↓

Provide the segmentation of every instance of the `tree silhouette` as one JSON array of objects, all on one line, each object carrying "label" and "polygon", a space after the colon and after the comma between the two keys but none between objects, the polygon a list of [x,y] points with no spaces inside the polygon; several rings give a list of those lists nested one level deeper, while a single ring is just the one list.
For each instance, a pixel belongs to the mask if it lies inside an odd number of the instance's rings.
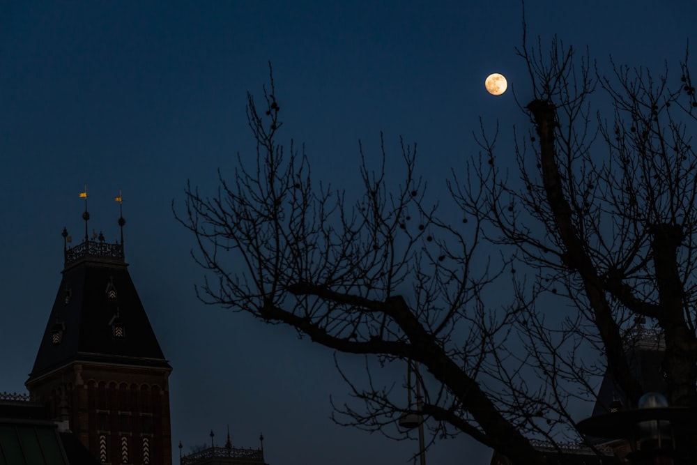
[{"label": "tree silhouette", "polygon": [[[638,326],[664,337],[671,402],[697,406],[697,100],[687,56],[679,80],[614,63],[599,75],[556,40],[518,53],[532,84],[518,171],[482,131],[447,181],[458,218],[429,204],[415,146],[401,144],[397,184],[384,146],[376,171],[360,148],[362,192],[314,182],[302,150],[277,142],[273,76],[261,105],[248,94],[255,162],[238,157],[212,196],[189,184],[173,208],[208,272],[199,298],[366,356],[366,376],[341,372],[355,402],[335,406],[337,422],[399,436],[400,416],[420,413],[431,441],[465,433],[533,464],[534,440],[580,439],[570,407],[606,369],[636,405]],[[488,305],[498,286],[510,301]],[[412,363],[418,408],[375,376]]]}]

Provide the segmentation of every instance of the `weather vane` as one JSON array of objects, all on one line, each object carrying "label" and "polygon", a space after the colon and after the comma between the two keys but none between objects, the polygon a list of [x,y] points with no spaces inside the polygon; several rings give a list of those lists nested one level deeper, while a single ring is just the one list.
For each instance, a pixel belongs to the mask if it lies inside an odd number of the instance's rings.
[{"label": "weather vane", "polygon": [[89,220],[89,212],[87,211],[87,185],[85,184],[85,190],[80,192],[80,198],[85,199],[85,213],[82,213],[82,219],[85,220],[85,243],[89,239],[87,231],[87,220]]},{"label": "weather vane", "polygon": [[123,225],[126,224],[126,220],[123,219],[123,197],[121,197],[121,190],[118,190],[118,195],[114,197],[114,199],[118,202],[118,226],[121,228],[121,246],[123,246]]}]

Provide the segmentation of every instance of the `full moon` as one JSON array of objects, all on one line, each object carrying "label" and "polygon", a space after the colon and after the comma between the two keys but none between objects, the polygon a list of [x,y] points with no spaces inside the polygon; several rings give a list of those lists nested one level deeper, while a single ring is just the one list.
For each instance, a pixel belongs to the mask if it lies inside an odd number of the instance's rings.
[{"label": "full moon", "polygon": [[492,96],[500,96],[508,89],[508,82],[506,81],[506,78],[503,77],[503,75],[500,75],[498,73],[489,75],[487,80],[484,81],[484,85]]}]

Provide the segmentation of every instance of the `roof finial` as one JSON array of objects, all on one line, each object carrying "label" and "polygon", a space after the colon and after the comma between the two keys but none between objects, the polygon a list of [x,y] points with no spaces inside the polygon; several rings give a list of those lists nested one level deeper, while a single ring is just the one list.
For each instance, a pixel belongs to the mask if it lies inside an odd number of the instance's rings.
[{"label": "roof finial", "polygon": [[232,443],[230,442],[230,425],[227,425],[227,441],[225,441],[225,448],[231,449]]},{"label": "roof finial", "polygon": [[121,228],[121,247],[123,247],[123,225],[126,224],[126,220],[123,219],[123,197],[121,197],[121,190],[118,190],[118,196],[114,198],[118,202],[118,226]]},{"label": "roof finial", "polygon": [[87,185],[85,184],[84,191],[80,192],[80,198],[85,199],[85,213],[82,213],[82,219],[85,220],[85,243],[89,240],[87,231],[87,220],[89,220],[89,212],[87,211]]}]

↑
↓

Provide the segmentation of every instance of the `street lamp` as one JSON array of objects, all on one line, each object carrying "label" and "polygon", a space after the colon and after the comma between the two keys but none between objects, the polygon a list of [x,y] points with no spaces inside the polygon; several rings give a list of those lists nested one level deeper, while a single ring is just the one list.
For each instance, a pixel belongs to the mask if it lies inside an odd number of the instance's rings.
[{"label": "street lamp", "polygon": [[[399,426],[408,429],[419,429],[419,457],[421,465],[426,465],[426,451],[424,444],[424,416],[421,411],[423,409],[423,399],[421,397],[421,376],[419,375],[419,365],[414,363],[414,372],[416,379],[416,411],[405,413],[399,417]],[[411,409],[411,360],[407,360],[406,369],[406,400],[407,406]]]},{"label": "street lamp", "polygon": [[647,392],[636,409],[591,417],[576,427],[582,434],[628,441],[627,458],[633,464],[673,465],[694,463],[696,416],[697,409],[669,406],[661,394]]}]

↑

— Task goal —
How many lines in the items above contain the string "moon"? Letter case matters. Reply with the number alone.

— Task response —
2